• _What to do_
Without the pictures, restate all of the data below word for word.

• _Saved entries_
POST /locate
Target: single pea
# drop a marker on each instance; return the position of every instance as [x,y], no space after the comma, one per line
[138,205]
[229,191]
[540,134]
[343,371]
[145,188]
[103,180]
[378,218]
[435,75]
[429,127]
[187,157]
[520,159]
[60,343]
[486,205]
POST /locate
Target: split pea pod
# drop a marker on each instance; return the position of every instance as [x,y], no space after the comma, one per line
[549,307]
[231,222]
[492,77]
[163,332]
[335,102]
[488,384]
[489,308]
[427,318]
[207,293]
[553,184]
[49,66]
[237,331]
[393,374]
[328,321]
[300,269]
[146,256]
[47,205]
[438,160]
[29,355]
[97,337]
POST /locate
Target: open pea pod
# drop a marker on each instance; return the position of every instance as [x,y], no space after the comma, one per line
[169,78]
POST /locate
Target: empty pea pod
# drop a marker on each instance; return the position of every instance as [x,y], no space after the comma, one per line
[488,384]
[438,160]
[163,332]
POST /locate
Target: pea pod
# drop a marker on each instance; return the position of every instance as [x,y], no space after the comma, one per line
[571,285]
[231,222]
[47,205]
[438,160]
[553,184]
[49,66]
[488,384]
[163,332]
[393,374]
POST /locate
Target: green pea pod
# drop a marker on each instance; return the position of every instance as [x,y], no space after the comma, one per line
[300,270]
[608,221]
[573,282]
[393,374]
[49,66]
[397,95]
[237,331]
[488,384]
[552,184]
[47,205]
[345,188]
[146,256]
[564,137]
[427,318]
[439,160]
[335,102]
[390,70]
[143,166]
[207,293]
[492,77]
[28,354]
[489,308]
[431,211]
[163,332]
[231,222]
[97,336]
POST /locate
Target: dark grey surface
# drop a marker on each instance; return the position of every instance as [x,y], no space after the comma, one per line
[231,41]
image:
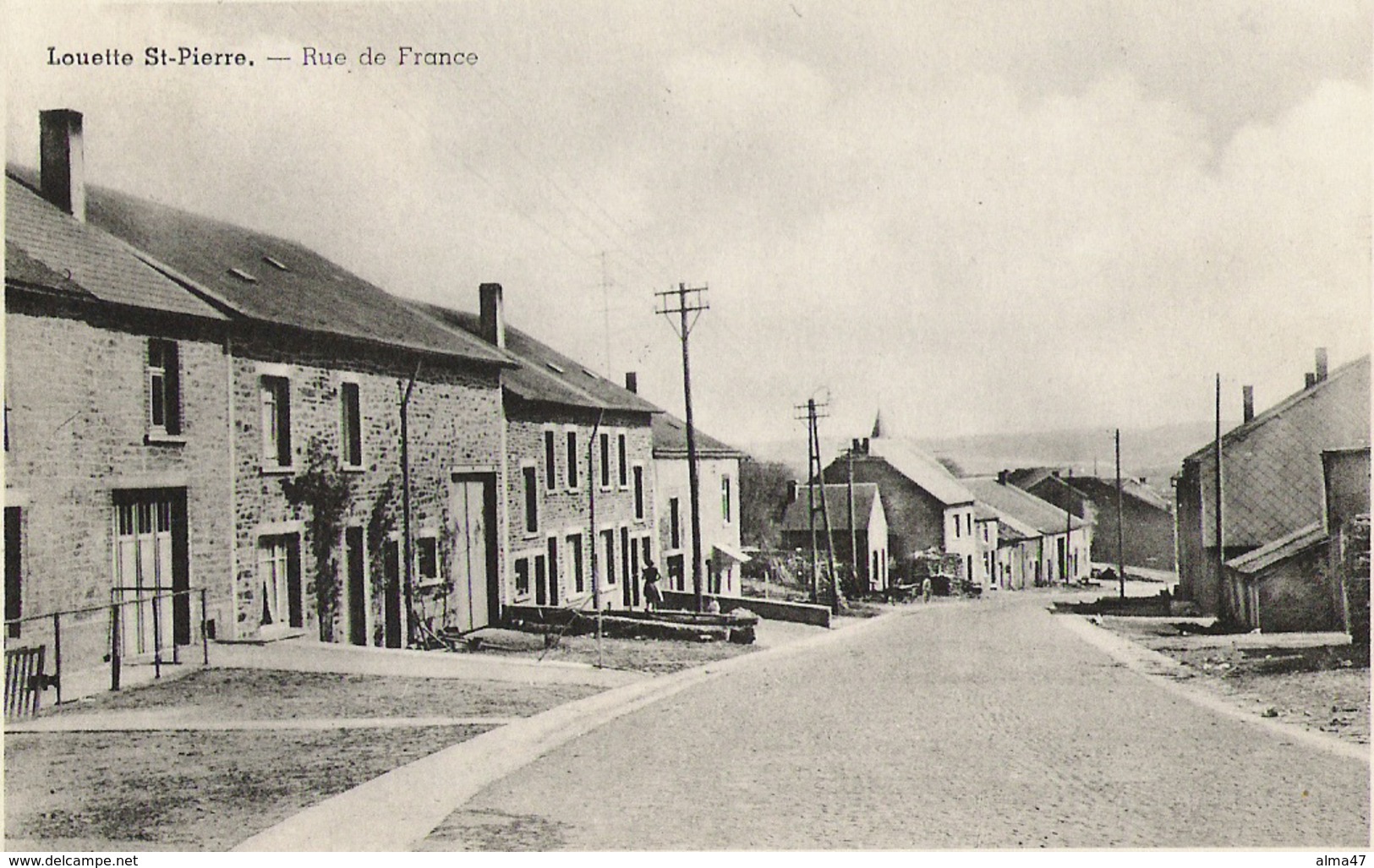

• _Response box_
POST /locate
Target: single pea
# drop a marker on each instance; return the position of every instance as [x,y], no space after the comma, one per line
[138,205]
[229,191]
[540,134]
[343,371]
[145,188]
[103,180]
[378,218]
[435,75]
[429,127]
[187,157]
[520,159]
[60,343]
[486,205]
POST /locate
Target: split pea pod
# drop a marker on each instance; return the position of every instance as [x,y], no space after the comma, one per line
[549,307]
[231,222]
[492,77]
[163,332]
[335,102]
[488,384]
[489,308]
[427,318]
[207,293]
[553,184]
[49,66]
[237,331]
[393,374]
[328,321]
[300,269]
[146,256]
[47,205]
[438,160]
[29,355]
[97,337]
POST /locate
Target: open pea pod
# drop a marker on each instance; return the position of every instance as [x,y], no space after the comma, one per line
[169,78]
POST /locate
Target: empty pea pod
# drop a marker on each instance; return the position of every instance as [x,y], no space after the comma, one per line
[488,384]
[438,160]
[163,332]
POST /locate
Target: pea pod
# drop a marker on each instance; return the position of every instance as [x,y], no space after the comma, one per line
[571,285]
[231,222]
[47,205]
[438,160]
[553,184]
[49,66]
[488,384]
[163,332]
[393,374]
POST /locate
Target: green pea pod
# drop a marker on each instance; return the position of every instance as [x,y], no space after the comma, one per line
[300,270]
[608,221]
[573,282]
[393,374]
[49,66]
[397,95]
[237,331]
[488,384]
[552,184]
[47,205]
[345,188]
[146,256]
[564,137]
[427,318]
[439,160]
[335,102]
[390,70]
[143,166]
[207,293]
[492,77]
[28,354]
[489,308]
[431,211]
[163,332]
[231,222]
[97,336]
POST /locate
Target: dark grey surface
# drop a marker on each instance; return the position of every instance as [x,y], no space after the comma, one per line
[231,41]
image:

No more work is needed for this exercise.